A scene from “Rafea: Solar Mama” by Jehane Noujaim and Mona Eldaief. The film follows the story of a Jordanian Bedouin mother who leaves her home to travel to India to obtain an education. — Courtesy photo

RIYADH — Women filmmakers are increasingly playing an active role in the Arab world's film industry, bridging the gender divide that had been cited as a challenge faced by regional cinema.
Evidence to the dramatic strides made by Arab women filmmakers is highlighted at the fourth Doha Tribeca Film Festival (DTFF), the annual cultural celebration of Doha Film Institute (DFI), to be held from Nov. 17-24, 2012.
DTFF opens with accomplished filmmaker Mira Nair's “The Reluctant Fundamentalist.” Eight Qatari films are helmed by women directors while eleven films by Arab women filmmakers are screened in the Festival's Arab Film Competition. The Contemporary World Cinema, Special Screenings, and Tribute to Algerian Cinema feature another six films directed by women, in addition to the opening gala.

The films are distinct in their thematic and narrative approach, highlighting the imprint made by women filmmakers globally.
Arab Film Competition
In the Arab Film Competition segment are Maggie Morgan's “Asham: A Man Called Hope,” which narrates the stories of six couples at different stages in their relationship, set against the lead-up to the January 25 revolution; and Hanan Abdalla's “In the Shadow of a Man,” which presents the personal revolutions of four women from different backgrounds in post-revolution Egypt.
Also in competition are nine other films. Tamara Stepanyan's “Embers” is a touching tribute to the memory of the filmmaker's grandmother. “A Deep Long Breath” by Tahani Rached documents the 18 days that brought about the end of dictatorship in Egypt. “Rafea: Solar Mama” by Jehane Noujaim and Mona Eldaief follows the story of a Jordanian Bedouin mother who leaves her home to travel to India to obtain an education.
The Lebanese Rocket Society,” co-directed by Joana Hadjithomas, is a reflection of the reawakening of hopes in the wake of the Arab spring. “Sanctity” by Ahd Kamel documents the story of Areej, a pregnant, young Saudi widow who will endure anything to protect her unborn child.
“L'Mrayet” by Nadia Rais is about a man hired to write the future.
“Ismail” by Nora Alsharif is about a young Palestinian boy living in a refugee camp who struggles to escape imminent death when he and his little brother stray into a minefield. “When They Slept” by Maryam Touzani is about the relationship between a grandfather and a granddaughter. “The Wall” by Odette Makhlouf Mouarkech is about living everyday life in Beirut during the civil war.

# [Items]

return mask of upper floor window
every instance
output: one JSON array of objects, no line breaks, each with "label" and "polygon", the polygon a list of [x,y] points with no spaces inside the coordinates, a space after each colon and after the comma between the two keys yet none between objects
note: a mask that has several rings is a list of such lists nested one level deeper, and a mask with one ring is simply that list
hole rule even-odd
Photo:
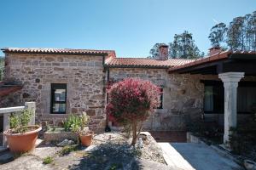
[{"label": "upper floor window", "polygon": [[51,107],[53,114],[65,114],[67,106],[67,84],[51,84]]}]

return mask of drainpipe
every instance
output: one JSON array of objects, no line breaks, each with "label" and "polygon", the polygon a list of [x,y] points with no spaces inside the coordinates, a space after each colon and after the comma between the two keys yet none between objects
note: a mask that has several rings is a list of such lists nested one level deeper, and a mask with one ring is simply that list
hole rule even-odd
* * *
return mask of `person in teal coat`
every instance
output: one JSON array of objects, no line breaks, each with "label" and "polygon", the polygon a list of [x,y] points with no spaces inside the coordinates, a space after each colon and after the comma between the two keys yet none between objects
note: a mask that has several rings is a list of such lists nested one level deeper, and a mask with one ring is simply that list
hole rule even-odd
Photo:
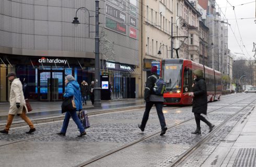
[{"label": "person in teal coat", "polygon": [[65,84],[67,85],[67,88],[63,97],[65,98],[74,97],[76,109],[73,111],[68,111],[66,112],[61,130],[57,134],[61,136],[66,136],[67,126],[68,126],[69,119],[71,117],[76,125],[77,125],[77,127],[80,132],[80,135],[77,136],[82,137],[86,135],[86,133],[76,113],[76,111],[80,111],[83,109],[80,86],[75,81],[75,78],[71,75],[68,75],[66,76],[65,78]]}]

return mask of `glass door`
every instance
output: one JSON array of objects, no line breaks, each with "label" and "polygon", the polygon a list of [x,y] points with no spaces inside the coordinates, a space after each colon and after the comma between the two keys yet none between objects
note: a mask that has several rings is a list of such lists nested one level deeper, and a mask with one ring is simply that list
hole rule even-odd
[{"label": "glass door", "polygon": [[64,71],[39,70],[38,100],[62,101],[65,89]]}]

# [Exercise task]
Could you turn the paragraph of the festival article that begins "DTFF opens with" into a short list that keeps its main facts?

# [Exercise result]
- The festival opens with Mira Nair's "The Reluctant Fundamentalist."
- Women directed eight Qatari films.
- Arab women filmmakers made eleven films in the Arab Film Competition.
- Contemporary World Cinema, Special Screenings, and Tribute to Algerian Cinema have six more films directed by women, in addition to the opening gala.